§ **REQUESTS**:
a) In the rate-limiting text, when is a leaky bucket the better choice?
b) Identify every line in the records that contains the string "wall", and copy each of those lines.

§ **EXTRACT TO READ**:
Token bucket: allow bursts, cap the average

A token bucket holds up to capacity tokens and refills at refillRate tokens per second. Each request consumes a token, so the bucket permits short bursts up to its size while bounding the long-run rate.

It is the right tool for smoothing the moment when a queue of work suddenly arrives, so you do not fire everything at once and spike concurrency.

class TokenBucket {
  private tokens: number;
  private updated = performance.now();

  constructor(private capacity: number, private refillPerSec: number) {
    this.tokens = capacity;
  }

  private refill(): void {
    const now = performance.now();
    const elapsed = (now - this.updated) / 1000;
    this.tokens = Math.min(this.capacity, this.tokens + elapsed * this.refillPerSec);
    this.updated = now;
  }

  tryAcquire(cost = 1): boolean {
    this.refill();
    if (this.tokens >= cost) {
      this.tokens -= cost;
      return true;
    }
    return false;
  }

  timeUntil(cost = 1): number {
    this.refill();
    return this.tokens >= cost ? 0 : ((cost - this.tokens) / this.refillPerSec) * 1000;
  }
}

Leaky bucket: enforce a steady drain

In some cases you do not want to tolerate bursts at all. A leaky bucket admits work at a fixed, constant rate regardless of how bursty the input is. It is the better choice when the downstream system prefers a smooth, predictable load over occasional spikes.

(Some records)
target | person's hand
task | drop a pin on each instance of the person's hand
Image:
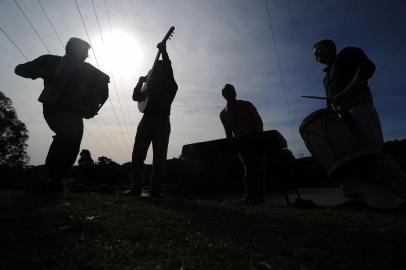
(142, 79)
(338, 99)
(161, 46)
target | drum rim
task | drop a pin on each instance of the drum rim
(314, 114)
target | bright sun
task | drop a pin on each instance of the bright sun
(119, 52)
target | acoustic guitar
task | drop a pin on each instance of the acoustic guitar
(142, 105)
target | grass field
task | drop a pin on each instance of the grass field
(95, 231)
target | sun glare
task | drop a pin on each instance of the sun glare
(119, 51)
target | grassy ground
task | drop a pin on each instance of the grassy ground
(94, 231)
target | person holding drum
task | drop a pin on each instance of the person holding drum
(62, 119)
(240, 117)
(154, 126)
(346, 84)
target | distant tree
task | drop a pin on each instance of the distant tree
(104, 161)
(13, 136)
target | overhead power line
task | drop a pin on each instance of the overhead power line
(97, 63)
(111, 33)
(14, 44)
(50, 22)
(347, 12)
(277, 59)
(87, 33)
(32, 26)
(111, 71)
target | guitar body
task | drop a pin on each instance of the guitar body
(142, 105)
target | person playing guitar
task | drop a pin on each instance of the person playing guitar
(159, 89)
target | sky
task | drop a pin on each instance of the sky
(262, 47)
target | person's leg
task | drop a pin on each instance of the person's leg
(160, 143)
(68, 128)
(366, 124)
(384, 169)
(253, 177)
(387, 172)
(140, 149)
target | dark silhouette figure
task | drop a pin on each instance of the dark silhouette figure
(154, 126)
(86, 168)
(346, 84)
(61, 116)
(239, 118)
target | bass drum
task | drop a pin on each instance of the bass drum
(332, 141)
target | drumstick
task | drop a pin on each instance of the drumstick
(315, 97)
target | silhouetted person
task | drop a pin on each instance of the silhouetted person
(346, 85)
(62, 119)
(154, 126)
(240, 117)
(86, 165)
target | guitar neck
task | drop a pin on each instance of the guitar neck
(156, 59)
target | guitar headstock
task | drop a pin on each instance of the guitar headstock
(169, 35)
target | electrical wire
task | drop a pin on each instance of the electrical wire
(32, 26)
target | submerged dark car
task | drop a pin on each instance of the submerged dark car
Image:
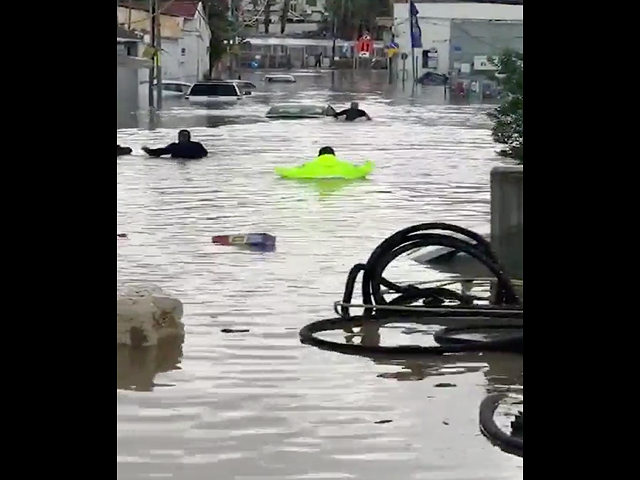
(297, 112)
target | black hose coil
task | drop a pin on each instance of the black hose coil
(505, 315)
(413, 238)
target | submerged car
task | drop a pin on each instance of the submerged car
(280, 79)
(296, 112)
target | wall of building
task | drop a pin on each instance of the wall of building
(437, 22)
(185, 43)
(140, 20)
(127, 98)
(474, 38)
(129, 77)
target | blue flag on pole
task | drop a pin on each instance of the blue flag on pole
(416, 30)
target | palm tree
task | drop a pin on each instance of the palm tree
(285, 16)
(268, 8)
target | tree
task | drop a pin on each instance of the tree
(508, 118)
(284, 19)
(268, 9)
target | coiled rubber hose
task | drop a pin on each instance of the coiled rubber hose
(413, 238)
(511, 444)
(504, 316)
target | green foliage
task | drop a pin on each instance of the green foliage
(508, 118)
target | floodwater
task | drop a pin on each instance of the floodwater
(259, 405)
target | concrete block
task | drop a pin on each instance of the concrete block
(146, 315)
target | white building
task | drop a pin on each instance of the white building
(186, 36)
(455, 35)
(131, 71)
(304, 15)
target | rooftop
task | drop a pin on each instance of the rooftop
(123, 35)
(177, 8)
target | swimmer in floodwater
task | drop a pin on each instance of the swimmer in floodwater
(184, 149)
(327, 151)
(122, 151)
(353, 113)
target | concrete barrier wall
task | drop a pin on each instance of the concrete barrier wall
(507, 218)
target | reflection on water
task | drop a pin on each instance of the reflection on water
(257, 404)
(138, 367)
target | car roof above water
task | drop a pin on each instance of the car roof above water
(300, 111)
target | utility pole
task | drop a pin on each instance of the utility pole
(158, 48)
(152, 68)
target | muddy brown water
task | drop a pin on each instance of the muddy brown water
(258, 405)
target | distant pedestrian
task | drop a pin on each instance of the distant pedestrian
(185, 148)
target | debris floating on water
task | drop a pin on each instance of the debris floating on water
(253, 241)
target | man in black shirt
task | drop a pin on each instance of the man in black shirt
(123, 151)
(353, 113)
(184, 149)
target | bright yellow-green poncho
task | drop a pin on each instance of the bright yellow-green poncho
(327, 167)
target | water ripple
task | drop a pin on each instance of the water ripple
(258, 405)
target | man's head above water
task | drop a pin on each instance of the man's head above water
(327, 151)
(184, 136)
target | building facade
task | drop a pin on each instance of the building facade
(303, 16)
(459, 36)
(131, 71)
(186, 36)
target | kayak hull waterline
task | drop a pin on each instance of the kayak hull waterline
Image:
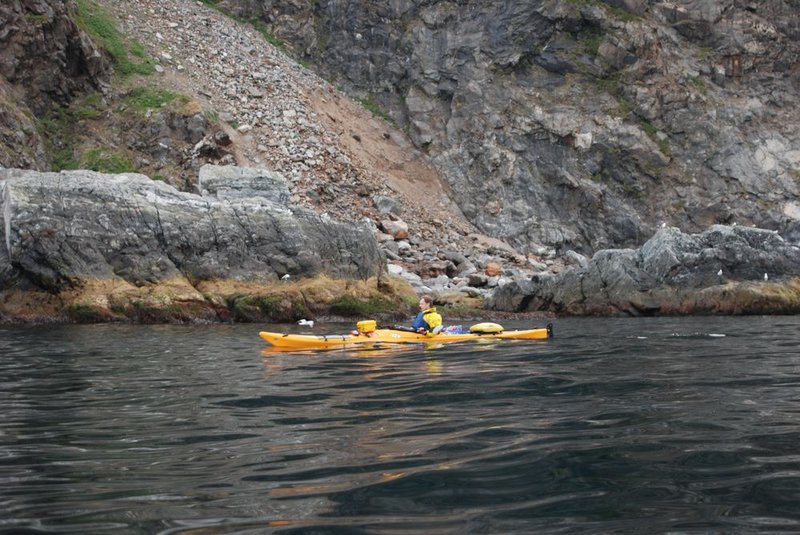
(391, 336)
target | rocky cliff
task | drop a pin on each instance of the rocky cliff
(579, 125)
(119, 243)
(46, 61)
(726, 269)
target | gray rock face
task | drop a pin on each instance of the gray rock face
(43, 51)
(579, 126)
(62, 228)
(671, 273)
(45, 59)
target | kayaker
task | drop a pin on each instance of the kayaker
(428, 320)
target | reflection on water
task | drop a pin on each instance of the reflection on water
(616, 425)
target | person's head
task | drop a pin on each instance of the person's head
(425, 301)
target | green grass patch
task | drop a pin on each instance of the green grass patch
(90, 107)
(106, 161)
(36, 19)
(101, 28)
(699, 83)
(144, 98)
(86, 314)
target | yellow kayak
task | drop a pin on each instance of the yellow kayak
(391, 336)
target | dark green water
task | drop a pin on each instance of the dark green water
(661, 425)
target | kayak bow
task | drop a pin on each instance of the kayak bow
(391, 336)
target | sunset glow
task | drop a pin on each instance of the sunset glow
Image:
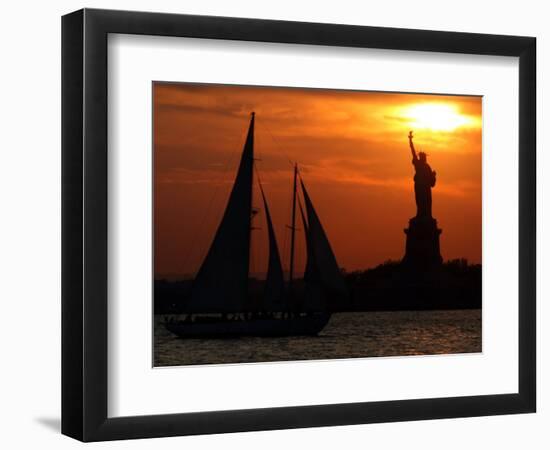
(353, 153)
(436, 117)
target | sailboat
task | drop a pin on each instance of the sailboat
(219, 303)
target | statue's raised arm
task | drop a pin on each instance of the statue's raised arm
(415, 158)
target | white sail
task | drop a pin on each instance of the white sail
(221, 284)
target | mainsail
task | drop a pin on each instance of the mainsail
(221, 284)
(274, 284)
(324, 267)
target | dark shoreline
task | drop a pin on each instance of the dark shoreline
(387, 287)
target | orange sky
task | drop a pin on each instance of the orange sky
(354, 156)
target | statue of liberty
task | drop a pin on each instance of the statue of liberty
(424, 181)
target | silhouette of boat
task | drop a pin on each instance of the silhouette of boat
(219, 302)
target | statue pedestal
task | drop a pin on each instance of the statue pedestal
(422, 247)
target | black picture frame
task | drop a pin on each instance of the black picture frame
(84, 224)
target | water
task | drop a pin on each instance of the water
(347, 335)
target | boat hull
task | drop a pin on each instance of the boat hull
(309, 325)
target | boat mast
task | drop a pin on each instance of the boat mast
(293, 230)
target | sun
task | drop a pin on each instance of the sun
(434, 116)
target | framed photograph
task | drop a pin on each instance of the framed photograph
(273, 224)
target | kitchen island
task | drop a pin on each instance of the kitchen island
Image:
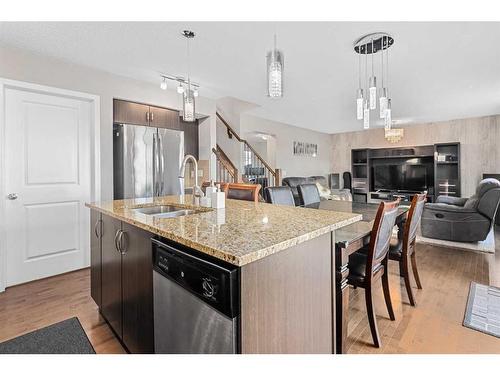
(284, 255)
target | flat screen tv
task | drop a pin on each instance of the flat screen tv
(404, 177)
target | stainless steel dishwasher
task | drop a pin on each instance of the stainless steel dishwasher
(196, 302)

---

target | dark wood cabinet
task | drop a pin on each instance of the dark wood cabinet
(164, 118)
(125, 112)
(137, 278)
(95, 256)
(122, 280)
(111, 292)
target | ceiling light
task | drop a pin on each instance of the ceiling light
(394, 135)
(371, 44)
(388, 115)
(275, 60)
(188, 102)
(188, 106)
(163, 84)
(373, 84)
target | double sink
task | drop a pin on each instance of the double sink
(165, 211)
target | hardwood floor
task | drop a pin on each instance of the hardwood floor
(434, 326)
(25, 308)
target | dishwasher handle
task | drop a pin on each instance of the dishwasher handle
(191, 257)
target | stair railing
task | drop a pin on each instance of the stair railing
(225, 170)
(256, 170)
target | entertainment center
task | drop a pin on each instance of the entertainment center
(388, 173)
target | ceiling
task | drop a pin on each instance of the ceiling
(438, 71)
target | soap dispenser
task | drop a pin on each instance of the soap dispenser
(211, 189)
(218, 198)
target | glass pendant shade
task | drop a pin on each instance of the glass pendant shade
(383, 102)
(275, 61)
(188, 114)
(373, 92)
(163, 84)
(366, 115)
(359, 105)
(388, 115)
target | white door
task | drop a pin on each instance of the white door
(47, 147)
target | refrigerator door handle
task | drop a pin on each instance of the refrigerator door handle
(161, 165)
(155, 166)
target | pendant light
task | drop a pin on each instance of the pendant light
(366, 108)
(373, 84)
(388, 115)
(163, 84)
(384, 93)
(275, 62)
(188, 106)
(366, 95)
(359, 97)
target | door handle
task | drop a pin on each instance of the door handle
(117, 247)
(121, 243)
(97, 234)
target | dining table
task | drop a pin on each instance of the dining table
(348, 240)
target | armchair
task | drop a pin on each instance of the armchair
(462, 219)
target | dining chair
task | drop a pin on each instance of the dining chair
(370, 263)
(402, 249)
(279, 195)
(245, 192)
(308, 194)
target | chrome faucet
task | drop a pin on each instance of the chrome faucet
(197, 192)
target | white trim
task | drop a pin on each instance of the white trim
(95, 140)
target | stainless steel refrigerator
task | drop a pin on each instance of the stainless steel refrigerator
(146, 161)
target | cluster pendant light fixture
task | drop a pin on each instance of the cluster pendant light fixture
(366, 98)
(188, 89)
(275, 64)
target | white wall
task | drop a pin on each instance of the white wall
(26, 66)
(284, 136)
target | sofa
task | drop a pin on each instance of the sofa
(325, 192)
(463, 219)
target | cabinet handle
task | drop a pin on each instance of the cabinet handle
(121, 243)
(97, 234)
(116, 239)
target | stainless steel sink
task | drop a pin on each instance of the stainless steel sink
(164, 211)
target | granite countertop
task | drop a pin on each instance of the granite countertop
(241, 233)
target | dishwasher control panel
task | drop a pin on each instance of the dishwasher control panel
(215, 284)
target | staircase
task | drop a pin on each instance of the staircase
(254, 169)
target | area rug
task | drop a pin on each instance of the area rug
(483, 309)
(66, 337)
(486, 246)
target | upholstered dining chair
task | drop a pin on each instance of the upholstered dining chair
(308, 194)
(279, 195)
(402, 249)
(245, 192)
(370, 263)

§ **SOLUTIONS TO THE PROBLEMS**:
a) A leaky bucket is the better choice when the downstream system prefers a smooth, predictable load over occasional spikes.

b)
target | wall of building
task | drop a pin on each instance of the wall of building
target | concrete barrier wall
task | drop a pin on each instance of the concrete barrier wall
target | white wall
task | drop a pin on each instance of the white wall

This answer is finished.